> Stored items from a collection
━━━━
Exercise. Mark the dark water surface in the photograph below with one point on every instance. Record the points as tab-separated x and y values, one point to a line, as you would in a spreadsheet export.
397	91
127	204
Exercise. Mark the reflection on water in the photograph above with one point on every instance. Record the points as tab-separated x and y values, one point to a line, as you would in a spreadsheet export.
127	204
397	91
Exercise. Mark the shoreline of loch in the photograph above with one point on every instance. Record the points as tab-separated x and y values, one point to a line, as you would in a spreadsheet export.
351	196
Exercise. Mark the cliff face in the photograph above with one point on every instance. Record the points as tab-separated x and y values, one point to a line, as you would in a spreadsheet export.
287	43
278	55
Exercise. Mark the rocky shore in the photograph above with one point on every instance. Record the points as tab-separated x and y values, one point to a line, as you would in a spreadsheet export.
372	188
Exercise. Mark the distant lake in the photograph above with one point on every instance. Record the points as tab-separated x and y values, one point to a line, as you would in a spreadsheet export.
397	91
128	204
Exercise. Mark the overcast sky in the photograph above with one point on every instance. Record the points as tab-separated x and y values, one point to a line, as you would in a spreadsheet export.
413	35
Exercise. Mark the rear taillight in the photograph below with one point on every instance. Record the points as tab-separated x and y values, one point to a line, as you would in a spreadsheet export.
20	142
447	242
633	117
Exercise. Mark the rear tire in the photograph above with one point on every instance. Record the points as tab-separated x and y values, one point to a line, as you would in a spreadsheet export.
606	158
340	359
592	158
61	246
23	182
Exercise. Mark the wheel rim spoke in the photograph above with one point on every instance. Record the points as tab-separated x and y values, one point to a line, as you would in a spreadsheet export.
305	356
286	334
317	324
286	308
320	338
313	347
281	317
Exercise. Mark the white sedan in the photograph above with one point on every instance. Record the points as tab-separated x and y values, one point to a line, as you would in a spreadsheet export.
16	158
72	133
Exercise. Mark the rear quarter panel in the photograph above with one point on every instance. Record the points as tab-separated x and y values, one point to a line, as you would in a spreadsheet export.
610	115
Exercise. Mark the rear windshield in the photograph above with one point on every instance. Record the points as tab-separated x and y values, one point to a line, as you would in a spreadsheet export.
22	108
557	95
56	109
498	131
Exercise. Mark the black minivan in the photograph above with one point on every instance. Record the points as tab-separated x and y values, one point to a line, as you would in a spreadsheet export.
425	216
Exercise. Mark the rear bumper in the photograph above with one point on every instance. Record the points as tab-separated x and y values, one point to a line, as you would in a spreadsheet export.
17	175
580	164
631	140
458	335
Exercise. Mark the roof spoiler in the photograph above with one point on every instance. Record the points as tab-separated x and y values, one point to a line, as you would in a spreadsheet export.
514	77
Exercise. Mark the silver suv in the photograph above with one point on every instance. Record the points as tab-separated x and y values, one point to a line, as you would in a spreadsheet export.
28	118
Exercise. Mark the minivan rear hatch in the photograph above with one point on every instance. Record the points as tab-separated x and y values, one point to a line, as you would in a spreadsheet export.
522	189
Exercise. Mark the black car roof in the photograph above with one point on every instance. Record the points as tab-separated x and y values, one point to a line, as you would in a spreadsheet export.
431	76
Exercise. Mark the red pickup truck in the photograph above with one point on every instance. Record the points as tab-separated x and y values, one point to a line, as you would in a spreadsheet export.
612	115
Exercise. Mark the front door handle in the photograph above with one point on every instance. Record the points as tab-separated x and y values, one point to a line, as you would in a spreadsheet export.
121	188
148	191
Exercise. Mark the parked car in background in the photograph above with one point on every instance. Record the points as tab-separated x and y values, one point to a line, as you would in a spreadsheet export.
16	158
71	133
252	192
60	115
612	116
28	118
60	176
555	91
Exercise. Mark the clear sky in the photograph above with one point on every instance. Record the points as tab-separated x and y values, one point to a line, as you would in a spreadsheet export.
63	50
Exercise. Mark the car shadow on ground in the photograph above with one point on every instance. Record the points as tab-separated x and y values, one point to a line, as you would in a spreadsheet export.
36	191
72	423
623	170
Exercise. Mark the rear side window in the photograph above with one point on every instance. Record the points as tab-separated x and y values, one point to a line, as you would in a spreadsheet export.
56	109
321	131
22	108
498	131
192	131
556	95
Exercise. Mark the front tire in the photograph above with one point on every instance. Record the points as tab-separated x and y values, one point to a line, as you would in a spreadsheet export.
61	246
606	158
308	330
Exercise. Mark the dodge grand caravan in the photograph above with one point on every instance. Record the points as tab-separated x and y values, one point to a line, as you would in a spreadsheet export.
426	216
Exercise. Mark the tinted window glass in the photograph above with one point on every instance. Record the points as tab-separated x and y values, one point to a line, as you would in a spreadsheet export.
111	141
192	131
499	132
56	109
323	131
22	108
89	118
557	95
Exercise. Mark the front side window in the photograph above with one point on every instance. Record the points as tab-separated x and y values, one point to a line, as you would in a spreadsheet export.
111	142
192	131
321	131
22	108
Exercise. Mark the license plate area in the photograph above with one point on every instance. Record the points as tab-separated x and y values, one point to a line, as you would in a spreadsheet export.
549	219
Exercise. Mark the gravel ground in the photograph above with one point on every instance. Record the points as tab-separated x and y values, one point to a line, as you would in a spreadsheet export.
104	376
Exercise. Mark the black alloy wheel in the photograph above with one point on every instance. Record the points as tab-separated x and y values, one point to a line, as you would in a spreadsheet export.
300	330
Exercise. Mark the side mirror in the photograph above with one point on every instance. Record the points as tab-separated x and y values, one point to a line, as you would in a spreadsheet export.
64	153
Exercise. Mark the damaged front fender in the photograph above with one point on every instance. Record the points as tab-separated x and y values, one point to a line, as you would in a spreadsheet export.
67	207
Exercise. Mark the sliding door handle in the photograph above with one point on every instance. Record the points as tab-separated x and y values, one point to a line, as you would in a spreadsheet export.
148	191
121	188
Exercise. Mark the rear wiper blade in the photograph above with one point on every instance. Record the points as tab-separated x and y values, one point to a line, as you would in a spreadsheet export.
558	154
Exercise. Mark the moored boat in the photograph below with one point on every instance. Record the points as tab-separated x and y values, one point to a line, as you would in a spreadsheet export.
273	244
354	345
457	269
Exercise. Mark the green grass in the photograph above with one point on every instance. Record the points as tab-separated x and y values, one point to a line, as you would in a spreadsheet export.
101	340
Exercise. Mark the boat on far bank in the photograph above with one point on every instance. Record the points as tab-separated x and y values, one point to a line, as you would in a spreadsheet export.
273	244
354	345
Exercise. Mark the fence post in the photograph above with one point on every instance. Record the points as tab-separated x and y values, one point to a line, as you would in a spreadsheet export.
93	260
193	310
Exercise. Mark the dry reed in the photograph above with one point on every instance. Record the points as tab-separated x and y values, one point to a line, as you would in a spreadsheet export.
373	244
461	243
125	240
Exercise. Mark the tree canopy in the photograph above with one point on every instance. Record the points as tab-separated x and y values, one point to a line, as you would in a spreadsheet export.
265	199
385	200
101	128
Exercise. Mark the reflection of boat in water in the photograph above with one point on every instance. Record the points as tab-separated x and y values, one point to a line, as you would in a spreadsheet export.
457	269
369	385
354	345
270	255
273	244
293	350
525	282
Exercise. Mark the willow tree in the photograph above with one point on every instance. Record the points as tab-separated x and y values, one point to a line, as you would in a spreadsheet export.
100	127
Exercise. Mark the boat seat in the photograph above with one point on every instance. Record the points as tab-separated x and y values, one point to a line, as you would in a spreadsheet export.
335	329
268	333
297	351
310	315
━━━━
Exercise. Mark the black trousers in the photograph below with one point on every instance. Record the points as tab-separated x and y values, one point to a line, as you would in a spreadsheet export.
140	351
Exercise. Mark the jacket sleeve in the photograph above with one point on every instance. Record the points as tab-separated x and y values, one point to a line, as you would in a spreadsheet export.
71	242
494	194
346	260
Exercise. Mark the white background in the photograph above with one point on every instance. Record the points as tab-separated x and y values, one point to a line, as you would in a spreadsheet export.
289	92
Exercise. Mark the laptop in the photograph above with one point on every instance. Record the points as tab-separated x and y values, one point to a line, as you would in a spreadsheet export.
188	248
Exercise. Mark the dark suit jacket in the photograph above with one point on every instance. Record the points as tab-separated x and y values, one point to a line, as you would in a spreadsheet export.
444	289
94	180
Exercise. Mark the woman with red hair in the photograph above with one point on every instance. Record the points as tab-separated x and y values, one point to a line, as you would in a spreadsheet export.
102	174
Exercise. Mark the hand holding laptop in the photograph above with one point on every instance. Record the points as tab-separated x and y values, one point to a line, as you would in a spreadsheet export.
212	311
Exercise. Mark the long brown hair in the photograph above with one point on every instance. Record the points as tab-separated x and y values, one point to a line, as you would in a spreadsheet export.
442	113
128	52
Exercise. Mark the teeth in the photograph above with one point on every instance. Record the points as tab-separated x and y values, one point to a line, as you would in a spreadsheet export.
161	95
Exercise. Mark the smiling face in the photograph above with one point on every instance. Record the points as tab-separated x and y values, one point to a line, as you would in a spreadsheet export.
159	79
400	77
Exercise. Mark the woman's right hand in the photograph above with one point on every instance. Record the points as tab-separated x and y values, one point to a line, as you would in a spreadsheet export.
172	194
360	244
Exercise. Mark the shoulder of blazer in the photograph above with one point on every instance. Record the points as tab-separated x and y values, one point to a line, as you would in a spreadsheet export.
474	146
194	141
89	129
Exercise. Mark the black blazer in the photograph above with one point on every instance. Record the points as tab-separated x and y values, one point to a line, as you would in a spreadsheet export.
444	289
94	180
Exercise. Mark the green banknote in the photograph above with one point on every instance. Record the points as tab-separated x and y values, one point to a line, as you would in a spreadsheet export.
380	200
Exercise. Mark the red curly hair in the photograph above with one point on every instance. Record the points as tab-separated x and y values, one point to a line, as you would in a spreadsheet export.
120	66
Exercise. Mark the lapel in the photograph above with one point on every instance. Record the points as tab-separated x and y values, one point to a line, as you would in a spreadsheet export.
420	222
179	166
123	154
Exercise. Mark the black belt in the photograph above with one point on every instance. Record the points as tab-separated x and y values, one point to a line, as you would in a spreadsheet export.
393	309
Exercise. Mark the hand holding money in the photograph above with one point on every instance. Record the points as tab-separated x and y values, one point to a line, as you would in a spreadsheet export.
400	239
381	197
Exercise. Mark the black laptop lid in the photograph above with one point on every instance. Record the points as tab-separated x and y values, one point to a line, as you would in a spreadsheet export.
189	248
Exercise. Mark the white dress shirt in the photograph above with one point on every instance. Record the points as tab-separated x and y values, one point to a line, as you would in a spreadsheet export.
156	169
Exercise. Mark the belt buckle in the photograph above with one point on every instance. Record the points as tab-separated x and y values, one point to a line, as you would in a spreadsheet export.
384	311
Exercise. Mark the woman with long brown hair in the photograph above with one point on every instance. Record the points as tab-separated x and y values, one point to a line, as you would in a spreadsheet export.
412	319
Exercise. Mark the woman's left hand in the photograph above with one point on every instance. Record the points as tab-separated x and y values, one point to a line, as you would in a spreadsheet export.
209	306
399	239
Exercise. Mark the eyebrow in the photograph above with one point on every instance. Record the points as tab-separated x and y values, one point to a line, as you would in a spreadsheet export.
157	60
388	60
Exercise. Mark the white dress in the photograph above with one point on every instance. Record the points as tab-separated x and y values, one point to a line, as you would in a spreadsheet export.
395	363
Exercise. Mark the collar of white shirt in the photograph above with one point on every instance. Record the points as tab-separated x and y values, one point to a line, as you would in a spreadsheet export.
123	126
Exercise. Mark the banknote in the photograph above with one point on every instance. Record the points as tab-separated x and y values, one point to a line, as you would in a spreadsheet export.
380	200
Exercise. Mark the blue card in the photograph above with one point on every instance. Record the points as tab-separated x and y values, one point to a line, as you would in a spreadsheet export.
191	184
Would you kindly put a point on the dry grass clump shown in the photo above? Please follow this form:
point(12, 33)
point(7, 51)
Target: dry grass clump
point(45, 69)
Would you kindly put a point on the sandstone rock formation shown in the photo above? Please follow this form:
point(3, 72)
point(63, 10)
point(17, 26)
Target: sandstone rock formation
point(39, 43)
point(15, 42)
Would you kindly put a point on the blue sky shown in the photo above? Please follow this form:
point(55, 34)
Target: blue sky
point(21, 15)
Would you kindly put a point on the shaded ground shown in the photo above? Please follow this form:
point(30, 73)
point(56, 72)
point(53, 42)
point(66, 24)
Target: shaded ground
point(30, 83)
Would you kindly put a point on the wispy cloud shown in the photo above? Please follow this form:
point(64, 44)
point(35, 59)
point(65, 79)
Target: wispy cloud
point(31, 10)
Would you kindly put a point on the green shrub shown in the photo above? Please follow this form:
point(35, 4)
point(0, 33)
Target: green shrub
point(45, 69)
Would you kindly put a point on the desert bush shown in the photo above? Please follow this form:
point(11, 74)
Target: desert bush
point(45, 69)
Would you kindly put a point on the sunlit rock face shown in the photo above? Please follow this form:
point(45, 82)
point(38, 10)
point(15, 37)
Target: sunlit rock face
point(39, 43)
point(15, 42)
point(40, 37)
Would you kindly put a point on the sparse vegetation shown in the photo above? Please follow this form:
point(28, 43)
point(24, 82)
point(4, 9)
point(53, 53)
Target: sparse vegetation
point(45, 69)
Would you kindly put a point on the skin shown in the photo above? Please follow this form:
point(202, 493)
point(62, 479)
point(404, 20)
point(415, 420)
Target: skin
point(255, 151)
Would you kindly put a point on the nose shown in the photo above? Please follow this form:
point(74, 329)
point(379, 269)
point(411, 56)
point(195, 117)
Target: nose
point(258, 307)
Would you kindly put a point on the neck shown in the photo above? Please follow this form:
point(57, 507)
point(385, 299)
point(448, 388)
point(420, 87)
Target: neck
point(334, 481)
━━━━
> WHAT IS BEING ASKED
Among the entries above, find the line with "Exercise. Mark the banknote" and the line with "point(7, 51)"; give again exactly these two lines and all lines between them.

> PROBLEM SOLUTION
Exercise. Mark the banknote in the photograph above with one point on every instance. Record the points as tab-separated x and y values, one point to a line, as you would in a spreadsheet export.
380	200
Exercise. Mark the blue card in the photograph above with one point on every instance. Record the points as tab-separated x and y values, one point to a line, as you would in a spreadsheet export.
191	184
Would you kindly put a point on the dry grass clump shown in the photo above? Please follow this form:
point(12, 33)
point(7, 51)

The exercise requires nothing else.